## Exercise text
Related Smallwood photographs and materials include images of Portia Smallwood Whitley, Thomas Bonner Smallwood, Samuel Smaw Smallwood as well as letters (1888-1918) and photographs concerning brothers William Henry Smallwood (died in Alaska in 1918) and John Bruce Smallwood (died in Mexico after 1894). The two letters from William "Bill" H. Smallwood discuss his financial difficulties as a placer miner in Fairbanks and on Indian River in Alaska, and also prices of necessities. Letters from Bill's mining partner describe his death on July 27, 1918, due to a mental breakdown and subsequent drowning caused by large financial debts and lack of success in his present mining proposition. These letters also show why gold miners continue mining even when things are bad rather than returning home.
Also included are newspaper columns by Charles Smallwood ("Hixty Sige- he wants ter know" and "Old Silas and his mule sense"), a 1916 patent held by Smallwood, and a 1965 Washington Daily News article detailing the creation of Smallwood neighborhood subdivision in Washington, N.C.
Further materials of note include an 1823 family Bible with listing of birth marriage and death dates for members of the Williams, Hassell, and Biggs families of Williamston, autograph books for Mrs. Anna/Annie Phifer and Williamston native Emily L. Whitley (the latter offering social commentary and prominent names associated with Williamston during the decade of the 1890s), a small mid-nineteenth century carte de visite image of prominent Williamston citizen and Primitive Baptist leader, Cushing Biggs Hassell. Cabinet photographs of Alice Davis, Annie Lamb and Jennie Biggs with horse and buggy near Williamston in 1907, and of students Warren Biggs, Charles H. Godwin and Albert Cofield at Oak Ridge, N.C., in 1900, and a 1901-02 class photo of students at the Medical College of Virginia including Bob Biggs are also included.

## Questions
a) In the description of the Smallwood family materials, which families have members whose birth, marriage and death dates appear in the 1823 family Bible?
b) Set down the part of the description of the Smallwood family materials that starts with "Further materials of" and goes on through "are also included.".
c) Take the description of the Smallwood family materials further, beginning after its final sentence.
The lines that come next have nothing to do with the description of the Smallwood family materials.

## Material supplied
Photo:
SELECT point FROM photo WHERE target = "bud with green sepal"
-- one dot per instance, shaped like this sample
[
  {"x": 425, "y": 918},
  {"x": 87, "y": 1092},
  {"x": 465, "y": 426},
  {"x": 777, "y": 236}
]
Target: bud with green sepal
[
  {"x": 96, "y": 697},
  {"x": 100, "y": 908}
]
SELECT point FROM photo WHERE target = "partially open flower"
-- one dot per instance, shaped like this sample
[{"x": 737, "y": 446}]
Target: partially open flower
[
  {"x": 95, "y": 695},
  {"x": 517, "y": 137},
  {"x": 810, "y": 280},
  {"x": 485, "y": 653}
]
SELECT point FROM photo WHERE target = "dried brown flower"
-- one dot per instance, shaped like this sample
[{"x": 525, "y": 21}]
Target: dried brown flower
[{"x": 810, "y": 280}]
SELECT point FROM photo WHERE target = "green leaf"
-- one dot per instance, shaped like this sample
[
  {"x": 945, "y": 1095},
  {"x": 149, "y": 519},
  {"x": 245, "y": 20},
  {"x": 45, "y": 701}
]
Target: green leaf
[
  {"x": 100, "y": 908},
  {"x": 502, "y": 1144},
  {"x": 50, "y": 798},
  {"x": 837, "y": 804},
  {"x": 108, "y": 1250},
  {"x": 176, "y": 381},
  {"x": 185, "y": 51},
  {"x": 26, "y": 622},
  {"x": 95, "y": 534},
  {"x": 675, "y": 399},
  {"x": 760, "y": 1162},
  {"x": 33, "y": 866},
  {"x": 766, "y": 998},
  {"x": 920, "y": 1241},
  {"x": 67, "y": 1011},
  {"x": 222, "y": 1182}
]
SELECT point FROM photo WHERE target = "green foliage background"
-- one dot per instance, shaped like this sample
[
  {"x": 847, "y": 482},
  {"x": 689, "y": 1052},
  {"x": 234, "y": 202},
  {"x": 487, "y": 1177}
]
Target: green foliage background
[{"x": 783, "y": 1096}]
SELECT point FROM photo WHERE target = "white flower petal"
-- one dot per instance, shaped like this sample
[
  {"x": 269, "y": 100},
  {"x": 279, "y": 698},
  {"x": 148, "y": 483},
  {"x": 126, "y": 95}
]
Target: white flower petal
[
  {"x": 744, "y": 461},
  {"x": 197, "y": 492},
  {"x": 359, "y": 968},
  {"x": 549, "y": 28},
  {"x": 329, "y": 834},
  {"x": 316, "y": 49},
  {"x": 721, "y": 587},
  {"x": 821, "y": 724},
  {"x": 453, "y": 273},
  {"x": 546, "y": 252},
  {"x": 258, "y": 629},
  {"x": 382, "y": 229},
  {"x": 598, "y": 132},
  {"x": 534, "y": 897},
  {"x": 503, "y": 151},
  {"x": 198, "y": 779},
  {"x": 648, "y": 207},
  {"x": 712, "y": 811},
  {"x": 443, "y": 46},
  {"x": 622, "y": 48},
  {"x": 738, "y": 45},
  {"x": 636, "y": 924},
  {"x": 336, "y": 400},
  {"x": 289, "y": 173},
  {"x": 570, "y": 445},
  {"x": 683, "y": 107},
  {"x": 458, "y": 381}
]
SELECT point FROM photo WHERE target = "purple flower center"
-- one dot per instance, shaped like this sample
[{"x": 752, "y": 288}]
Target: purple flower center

## Answers for this exercise
a) Williams, Hassell, Biggs

b)
Further materials of note include an 1823 family Bible with listing of birth marriage and death dates for members of the Williams, Hassell, and Biggs families of Williamston, autograph books for Mrs. Anna/Annie Phifer and Williamston native Emily L. Whitley (the latter offering social commentary and prominent names associated with Williamston during the decade of the 1890s), a small mid-nineteenth century carte de visite image of prominent Williamston citizen and Primitive Baptist leader, Cushing Biggs Hassell. Cabinet photographs of Alice Davis, Annie Lamb and Jennie Biggs with horse and buggy near Williamston in 1907, and of students Warren Biggs, Charles H. Godwin and Albert Cofield at Oak Ridge, N.C., in 1900, and a 1901-02 class photo of students at the Medical College of Virginia including Bob Biggs are also included.

c)
Relevant to Washington, N.C. is a photo of a sketch of the Fowle family home at the corner of Pierce and Main Streets in Washington, a photocopy of a handwritten biography of Edmond Hoyt Harding by Katherine "Kack" Hodges (n.d.), a photocopy of the publication "Salmagundi" by Katherine Blount Harding (n.d.), a loose binding of materials denoted as a collection of talks given from 1990-1991 for the "Fifty-Five Plus Club" of St. Peter's Parish (Washington, N.C.) prepared by Rena Davenport and a photocopy of a page dated April 23, 1987, with wording for the "Washington high School Alma Mater and Fight Song" with notation that words and music for this are credited to Edmond Harding and Carl Gourch.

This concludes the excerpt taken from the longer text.